> _PROBLEM REQUIREMENTS_
Count the lines in the entries below that contain the word "above", and reply with the number alone.

> _AVAILABLE RECORDS_
■ ■ ■ ■ ■

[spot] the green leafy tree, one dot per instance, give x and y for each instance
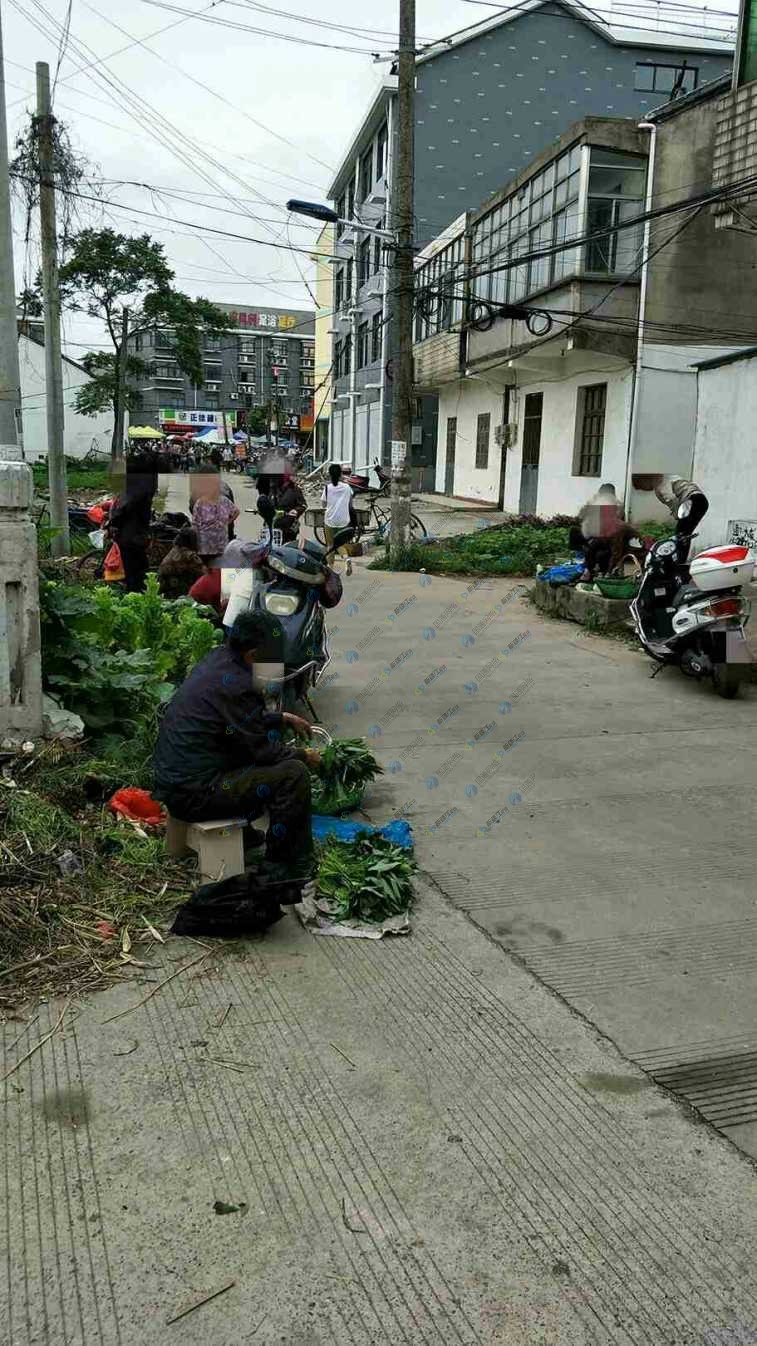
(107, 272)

■ ■ ■ ■ ■

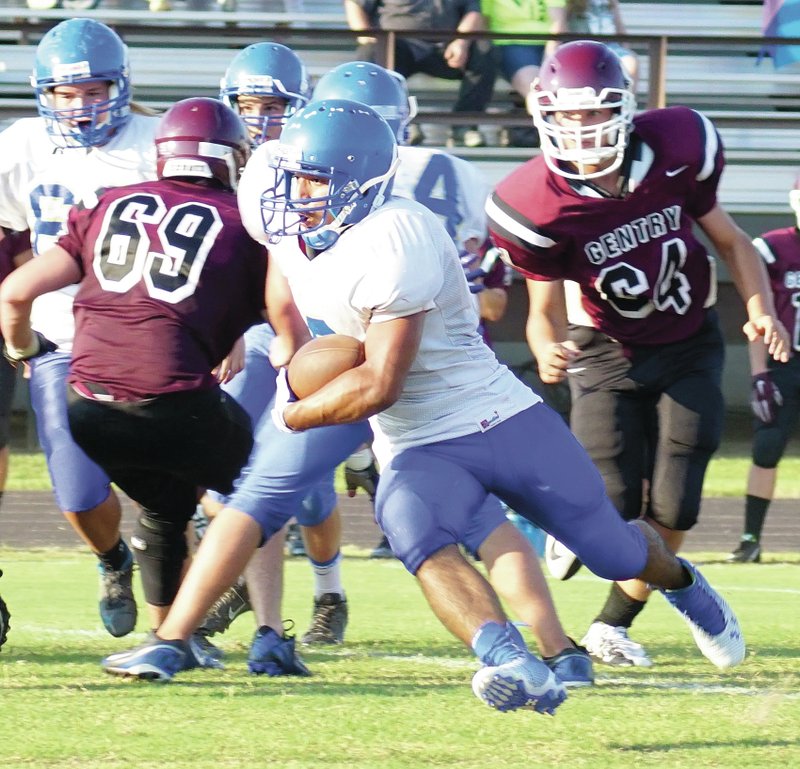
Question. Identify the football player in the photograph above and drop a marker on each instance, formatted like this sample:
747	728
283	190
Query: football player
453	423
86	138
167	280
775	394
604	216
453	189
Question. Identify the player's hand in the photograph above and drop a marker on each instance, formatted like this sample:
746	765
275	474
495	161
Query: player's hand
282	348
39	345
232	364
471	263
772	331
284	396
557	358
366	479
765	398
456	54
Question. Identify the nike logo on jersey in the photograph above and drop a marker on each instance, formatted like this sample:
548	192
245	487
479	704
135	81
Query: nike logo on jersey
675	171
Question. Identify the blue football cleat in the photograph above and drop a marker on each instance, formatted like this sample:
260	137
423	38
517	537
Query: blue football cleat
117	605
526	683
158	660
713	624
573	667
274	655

■ ■ ■ ■ ■

> _THE OUTPUT_
4